(Data records)
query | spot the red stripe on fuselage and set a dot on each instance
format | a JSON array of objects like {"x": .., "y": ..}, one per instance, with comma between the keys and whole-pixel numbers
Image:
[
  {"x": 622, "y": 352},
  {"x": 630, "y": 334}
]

#### Required work
Rewrite every line of the records above, requests included, and scale each x and y coordinate in the answers by 2.45. Round each result to a whole number, rounding halves up.

#### Completed exercise
query | spot the red stripe on fuselage and set a dot on each instance
format | a JSON array of objects like {"x": .., "y": ..}, one per instance, with comma between the keys and whole-pixel numbers
Image:
[
  {"x": 1524, "y": 862},
  {"x": 1544, "y": 818}
]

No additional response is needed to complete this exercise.